PROBLEM TO WORK ON: Transcribe word for word the lines of the data below, from the line containing "Each instance receives one keypoint. Mark the sand" through the end of the data, including both ends.

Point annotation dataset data
▼
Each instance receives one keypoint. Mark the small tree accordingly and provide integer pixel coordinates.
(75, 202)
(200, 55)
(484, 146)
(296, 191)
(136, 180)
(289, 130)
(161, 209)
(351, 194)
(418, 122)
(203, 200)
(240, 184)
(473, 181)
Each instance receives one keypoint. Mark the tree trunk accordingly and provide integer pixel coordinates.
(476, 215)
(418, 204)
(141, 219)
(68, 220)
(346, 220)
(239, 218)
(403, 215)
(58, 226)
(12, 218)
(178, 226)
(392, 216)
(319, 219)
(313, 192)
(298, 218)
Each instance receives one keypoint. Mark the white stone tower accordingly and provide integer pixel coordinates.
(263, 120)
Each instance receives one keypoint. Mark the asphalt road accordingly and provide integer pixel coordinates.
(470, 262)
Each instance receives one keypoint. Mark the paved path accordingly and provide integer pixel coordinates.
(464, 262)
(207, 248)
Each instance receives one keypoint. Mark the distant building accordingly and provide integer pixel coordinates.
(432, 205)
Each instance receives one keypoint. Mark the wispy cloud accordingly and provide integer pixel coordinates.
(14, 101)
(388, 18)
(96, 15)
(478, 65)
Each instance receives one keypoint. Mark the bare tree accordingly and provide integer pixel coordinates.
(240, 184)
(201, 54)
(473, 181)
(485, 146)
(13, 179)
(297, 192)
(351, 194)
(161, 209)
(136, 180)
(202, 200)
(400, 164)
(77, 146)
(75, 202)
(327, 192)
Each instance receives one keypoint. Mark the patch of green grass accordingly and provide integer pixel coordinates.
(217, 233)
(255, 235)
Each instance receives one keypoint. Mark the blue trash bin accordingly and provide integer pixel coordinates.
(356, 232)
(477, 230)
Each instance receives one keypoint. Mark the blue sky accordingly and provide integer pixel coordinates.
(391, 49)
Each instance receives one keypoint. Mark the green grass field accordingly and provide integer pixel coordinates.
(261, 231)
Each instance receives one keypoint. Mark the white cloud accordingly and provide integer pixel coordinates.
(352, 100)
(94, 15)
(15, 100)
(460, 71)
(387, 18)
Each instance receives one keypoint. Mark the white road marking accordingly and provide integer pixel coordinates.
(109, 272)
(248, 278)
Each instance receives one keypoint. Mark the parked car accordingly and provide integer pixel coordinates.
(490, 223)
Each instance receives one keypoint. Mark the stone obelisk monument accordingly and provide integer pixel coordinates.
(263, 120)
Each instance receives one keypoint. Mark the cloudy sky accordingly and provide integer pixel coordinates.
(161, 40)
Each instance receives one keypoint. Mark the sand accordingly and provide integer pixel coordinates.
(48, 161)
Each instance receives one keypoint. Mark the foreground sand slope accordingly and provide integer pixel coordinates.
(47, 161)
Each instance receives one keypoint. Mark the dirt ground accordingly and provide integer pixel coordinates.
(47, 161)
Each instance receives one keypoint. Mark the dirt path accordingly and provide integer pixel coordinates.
▲
ANSWER TO THIS PROBLEM:
Each instance receives one keypoint. Mark the sand accordingly and provide integer pixel coordinates.
(48, 161)
Each instance receives one keypoint. Mark the foreground sand slope accordingly and provide integer pixel coordinates.
(47, 161)
Each instance receives one keypoint. Mark the dirt ground accordingly and provide integer pixel coordinates.
(47, 161)
Each instance receives one keypoint. Mark the dirt path accordingly and provide integer pixel coordinates.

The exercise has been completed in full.